WHAT THIS TASK INVOLVES
Please continue the text on South African aloes from where it stops.

*** EXCERPT PROVIDED ***

“I think the aloe is one of South Africa’s most powerful, beautiful and celebratory symbols. It survives out there in the wild when everything else is dried.” Playwright Athol Fugard sums up the most rewarding part of growing aloes ~ most of them flower in autumn and winter, when in most parts of the country the countryside is bleak.

This also makes them a favourite with many insects and birds.

The aloe [aalwyn (Afrikaans); hlaba, lekhala (Southern Sotho); icena (Ndebele); imboma (Zulu)] is indigenous to South Africa and Africa.

We have about 155 species and they are found in their great variety of forms throughout the country.


Smaller aloe zebrina
Some aloes have mottled leaves.

Aloes vary from 20cm in height all the way up to 15m trees.

The thick, succulent leaves are edged with sharp spines and are arranged in rosettes. The leaves vary in colour from grey to bright green and are sometimes striped or speckled. Very often there is no stem. Flowers are grouped in candle-like or cone-shaped inflorescences, predominantly red, yellow and vibrant orange. Modern hybrids have explored greater varieties of colours, including green, pink or white, in mostly tubular flowers.

Under the right conditions most aloes are long-lived plants. However, despite their rugged looks, they are not all as hardy as one might expect. A surprising number are vulnerable to frost for example, so smallholders growing aloes should choose species that occur in the wild in their immediate region.

*** STUDY MATERIAL ***

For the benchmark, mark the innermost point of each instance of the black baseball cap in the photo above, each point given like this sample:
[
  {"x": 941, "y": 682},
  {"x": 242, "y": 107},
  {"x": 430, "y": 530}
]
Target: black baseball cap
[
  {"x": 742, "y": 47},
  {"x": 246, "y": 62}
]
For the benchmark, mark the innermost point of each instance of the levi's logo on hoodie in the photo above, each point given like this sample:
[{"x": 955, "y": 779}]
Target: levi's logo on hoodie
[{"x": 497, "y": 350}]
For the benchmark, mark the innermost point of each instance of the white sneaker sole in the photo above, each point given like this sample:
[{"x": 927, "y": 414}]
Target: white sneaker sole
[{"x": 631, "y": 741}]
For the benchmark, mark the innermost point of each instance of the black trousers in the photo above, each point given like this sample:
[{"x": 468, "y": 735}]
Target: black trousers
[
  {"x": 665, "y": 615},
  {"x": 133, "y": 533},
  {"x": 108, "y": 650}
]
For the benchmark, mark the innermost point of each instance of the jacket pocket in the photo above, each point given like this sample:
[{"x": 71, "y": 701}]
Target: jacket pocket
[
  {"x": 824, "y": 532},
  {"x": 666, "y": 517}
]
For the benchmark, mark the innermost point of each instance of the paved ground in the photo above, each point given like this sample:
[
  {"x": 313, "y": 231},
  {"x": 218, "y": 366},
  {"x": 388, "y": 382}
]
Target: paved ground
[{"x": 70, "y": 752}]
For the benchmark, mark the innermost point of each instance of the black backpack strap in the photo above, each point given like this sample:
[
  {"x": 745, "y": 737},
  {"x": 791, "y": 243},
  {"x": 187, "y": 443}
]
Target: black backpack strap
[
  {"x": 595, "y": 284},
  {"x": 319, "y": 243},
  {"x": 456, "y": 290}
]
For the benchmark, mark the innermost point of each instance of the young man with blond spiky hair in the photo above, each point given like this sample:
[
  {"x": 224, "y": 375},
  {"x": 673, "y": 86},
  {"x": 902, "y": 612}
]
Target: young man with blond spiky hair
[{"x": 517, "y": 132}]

***

WRITTEN REPLY
Aloes are interesting from another point of view: wherever different aloe species flower together in the wild one is likely to find natural hybrids. Hybridisation happens when a bird or an insect accidentally deposits pollen from one species on the flower(s) of another. The seeds that form as a result of this so-called cross-pollination hold the genetic key to plants that are different from both the parent plants. The resulting seedling(s) grow up to be hybrids showing a combination of characteristics of the parent plants.

Many of the aloes available in nurseries are hybrids.

In South Africa most aloes are protected, with very few exceptions, by environmental legislation in all nine provinces. It is thus illegal to remove plants from their natural habitat without the necessary collecting and transport permits issued by a provincial or other nature conservation authority, and consent from the land owner.

Uses of Aloes

The medicinal and cosmetic value of aloe products are well known.

Aloes are grown commercially in some parts of South Africa. There is even an Aloe Council of South Africa. However it is not a get-rich-quick crop. It’s quite capital intensive and is a rather slow process.

Aloe ferox
Aloe ferox is sustainably harvested in the wild

The Aloe vera plant is grown for commercial purposes in many parts of the world, including in SA although it is not indigenous here. The plant can be harvested from year two, but only three leaves are taken at a time. This can happen three times in one year. Aloe vera lasts for about eight years of cultivation, but then it becomes too top heavy and will topple over, after which it needs to be replanted.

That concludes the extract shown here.